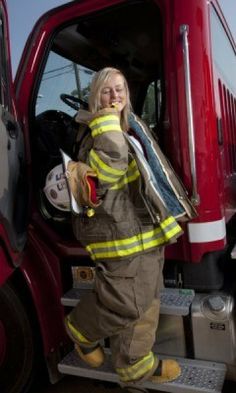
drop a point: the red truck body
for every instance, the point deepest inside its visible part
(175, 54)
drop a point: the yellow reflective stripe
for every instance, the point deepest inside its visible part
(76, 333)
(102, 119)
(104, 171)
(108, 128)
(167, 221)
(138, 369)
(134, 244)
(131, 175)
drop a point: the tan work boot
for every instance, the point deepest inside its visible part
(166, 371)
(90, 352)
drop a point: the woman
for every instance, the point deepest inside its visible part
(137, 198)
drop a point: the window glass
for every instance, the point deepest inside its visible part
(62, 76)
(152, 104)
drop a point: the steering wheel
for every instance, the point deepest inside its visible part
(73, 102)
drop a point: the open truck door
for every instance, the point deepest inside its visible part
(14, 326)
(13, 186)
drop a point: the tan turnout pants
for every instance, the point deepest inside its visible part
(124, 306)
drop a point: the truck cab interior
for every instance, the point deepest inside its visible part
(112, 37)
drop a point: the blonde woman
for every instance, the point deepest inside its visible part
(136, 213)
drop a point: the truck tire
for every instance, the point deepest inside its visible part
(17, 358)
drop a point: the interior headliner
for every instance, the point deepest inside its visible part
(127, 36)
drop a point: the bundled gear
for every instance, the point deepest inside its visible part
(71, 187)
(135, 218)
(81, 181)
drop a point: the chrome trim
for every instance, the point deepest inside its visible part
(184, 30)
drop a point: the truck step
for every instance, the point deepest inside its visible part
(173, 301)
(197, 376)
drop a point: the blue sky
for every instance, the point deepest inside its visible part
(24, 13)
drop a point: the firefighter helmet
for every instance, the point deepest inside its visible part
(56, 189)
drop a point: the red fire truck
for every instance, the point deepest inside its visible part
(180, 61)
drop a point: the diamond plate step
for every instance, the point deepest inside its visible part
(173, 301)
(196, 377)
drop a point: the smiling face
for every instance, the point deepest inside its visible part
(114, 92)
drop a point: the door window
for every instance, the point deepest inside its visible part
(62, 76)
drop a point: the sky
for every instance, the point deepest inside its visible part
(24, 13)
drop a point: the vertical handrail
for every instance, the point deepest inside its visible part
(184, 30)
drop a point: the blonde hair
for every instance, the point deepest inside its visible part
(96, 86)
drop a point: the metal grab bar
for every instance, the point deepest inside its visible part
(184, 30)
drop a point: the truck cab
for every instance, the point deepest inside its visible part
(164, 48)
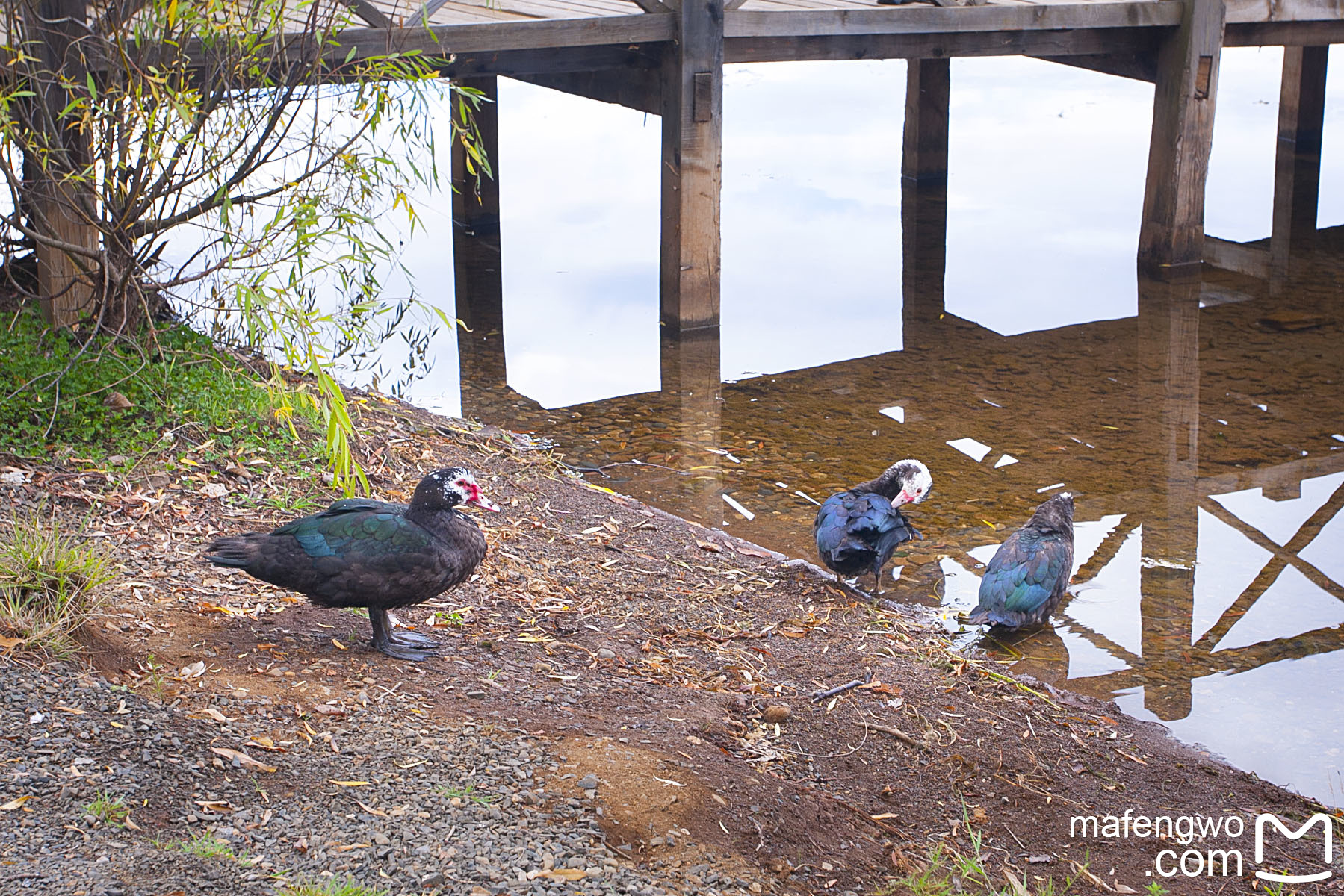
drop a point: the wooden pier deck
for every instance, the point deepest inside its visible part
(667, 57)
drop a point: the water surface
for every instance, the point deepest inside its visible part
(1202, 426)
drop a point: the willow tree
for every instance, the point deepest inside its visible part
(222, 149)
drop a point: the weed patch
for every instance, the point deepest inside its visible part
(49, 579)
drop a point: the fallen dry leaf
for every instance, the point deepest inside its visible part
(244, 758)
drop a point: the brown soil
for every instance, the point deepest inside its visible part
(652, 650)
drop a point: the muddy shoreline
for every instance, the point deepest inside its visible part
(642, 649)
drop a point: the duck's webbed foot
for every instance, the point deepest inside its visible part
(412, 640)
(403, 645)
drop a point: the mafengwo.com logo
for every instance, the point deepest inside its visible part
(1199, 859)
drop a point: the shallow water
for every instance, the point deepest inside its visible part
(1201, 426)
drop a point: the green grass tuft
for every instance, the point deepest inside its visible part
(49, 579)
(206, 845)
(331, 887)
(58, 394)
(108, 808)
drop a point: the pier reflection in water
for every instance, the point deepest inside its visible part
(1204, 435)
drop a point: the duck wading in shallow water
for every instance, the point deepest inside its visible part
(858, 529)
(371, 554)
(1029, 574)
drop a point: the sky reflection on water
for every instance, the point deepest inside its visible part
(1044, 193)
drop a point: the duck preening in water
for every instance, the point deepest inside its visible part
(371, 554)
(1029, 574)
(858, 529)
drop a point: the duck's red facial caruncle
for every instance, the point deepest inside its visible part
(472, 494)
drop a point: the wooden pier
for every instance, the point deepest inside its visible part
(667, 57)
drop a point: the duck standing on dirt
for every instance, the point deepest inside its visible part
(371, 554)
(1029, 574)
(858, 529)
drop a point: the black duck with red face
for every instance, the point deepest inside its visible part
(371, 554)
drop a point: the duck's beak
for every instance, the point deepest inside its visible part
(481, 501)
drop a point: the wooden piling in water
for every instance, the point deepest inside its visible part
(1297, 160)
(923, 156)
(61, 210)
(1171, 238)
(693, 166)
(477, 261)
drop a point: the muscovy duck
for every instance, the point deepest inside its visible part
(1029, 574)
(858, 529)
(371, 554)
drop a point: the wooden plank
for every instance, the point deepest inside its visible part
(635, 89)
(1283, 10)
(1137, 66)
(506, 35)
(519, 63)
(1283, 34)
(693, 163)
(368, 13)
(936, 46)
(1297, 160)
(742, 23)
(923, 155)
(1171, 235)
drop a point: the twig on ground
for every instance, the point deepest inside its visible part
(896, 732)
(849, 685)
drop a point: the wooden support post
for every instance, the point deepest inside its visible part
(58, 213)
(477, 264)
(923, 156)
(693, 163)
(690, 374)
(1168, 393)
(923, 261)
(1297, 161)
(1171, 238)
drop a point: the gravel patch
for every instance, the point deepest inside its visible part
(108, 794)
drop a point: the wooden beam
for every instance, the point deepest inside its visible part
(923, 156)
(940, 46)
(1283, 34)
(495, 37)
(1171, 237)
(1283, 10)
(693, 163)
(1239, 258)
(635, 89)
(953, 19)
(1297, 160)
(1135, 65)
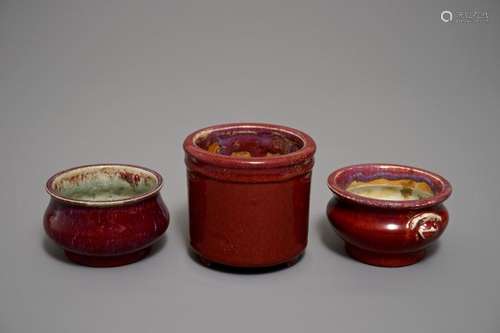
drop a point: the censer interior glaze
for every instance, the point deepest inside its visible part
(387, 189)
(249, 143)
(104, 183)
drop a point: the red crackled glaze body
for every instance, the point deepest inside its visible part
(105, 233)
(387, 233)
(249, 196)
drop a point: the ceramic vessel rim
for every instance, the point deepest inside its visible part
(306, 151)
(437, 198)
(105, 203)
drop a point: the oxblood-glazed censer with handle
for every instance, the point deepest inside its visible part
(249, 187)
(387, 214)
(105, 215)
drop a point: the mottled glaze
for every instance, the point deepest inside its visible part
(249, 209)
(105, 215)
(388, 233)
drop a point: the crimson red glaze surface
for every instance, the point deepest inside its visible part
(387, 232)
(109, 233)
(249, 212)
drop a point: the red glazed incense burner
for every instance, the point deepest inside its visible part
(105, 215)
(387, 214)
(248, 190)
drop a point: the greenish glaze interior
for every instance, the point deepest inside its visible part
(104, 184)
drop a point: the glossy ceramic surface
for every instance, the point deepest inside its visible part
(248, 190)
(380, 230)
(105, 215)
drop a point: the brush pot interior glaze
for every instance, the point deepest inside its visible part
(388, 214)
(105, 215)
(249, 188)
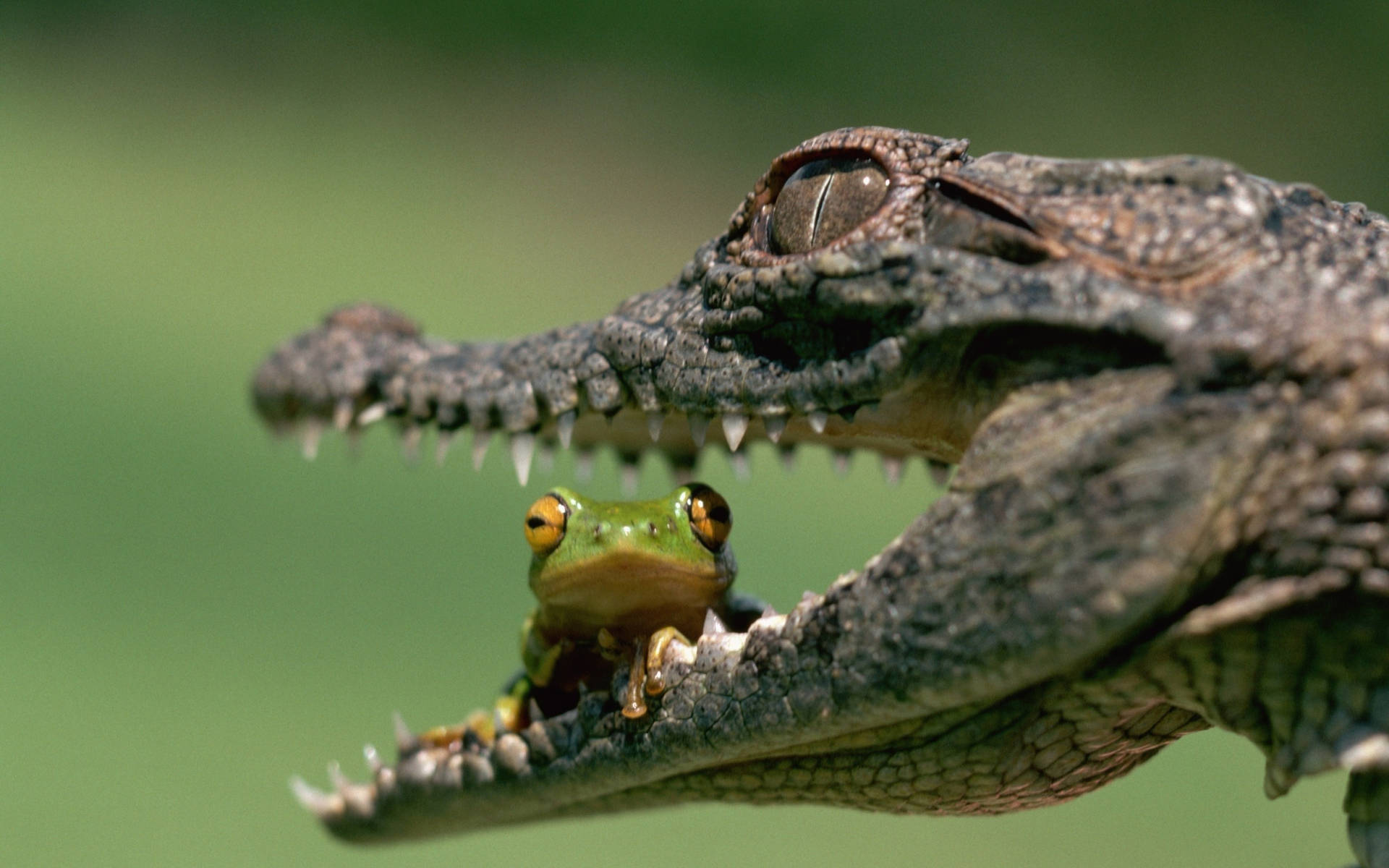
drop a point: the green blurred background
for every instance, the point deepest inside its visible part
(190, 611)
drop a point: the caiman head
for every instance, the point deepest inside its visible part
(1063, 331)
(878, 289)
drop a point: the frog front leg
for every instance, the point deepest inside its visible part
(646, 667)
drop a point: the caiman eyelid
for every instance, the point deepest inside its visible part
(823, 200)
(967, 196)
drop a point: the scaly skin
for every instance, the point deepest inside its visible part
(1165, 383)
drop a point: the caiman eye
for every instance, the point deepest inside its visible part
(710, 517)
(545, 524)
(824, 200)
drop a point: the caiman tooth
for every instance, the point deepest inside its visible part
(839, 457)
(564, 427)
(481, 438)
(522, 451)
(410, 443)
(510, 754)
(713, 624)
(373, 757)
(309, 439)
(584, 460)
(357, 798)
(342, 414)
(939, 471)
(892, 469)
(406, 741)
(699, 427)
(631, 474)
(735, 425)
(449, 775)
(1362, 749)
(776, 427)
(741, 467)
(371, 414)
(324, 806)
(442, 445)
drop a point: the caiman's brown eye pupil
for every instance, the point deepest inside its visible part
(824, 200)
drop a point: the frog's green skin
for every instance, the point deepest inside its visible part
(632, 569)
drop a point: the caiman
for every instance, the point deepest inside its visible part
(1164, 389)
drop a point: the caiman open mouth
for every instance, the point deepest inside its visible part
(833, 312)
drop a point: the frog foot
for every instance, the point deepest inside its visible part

+ + + + +

(What the task asks): Quote precisely the lines of the data from the line containing "drop a point: the glossy ceramic surface" through its final line, both included, excluding pictures.

(Full output):
drop a point: the glossy ceramic surface
for every instance, the point deepest inside its visible part
(248, 190)
(380, 230)
(105, 215)
drop a point: the brush pot interior glaze
for every instance, the point deepest inside its visible part
(388, 214)
(105, 215)
(249, 188)
drop a point: the green blurred background
for every instance, the point deepest inside its visible part
(190, 611)
drop a point: the caiman head
for every instance, the point deepest inside its visible part
(1063, 331)
(878, 289)
drop a point: the frog front leg
for every instance, the point deepest inside its visible part
(646, 667)
drop a point: the caiman eyelid
for every instance, the point deepest inside its visible part
(823, 200)
(967, 196)
drop a point: the scaly skin
for every instance, the point deepest inside its visible part
(1165, 383)
drop a point: the caiman eye
for every instance, the point deepest inside its visible part
(710, 517)
(545, 524)
(824, 200)
drop a point: the caiman tooth
for every instance, the point deepest inside its visible part
(839, 457)
(564, 427)
(481, 438)
(522, 451)
(410, 443)
(510, 754)
(713, 624)
(373, 757)
(309, 439)
(584, 460)
(357, 798)
(342, 414)
(939, 471)
(892, 469)
(406, 741)
(699, 427)
(631, 474)
(735, 425)
(449, 775)
(1362, 749)
(776, 427)
(741, 467)
(371, 414)
(324, 806)
(442, 445)
drop a point: the caiman's brown eye pupil
for every instance, the point deepest inside its visible part
(824, 200)
drop a point: the frog's green skin
for every instance, the point deepest inside its visible part
(632, 569)
drop a point: the caiman
for every instance, the point deepest inside its visible part
(1164, 389)
drop a point: the caiman open mouth
for every instance, the point deepest inside its visible part
(833, 312)
drop a point: the frog foot
for every instance, the point deepest inside its visible part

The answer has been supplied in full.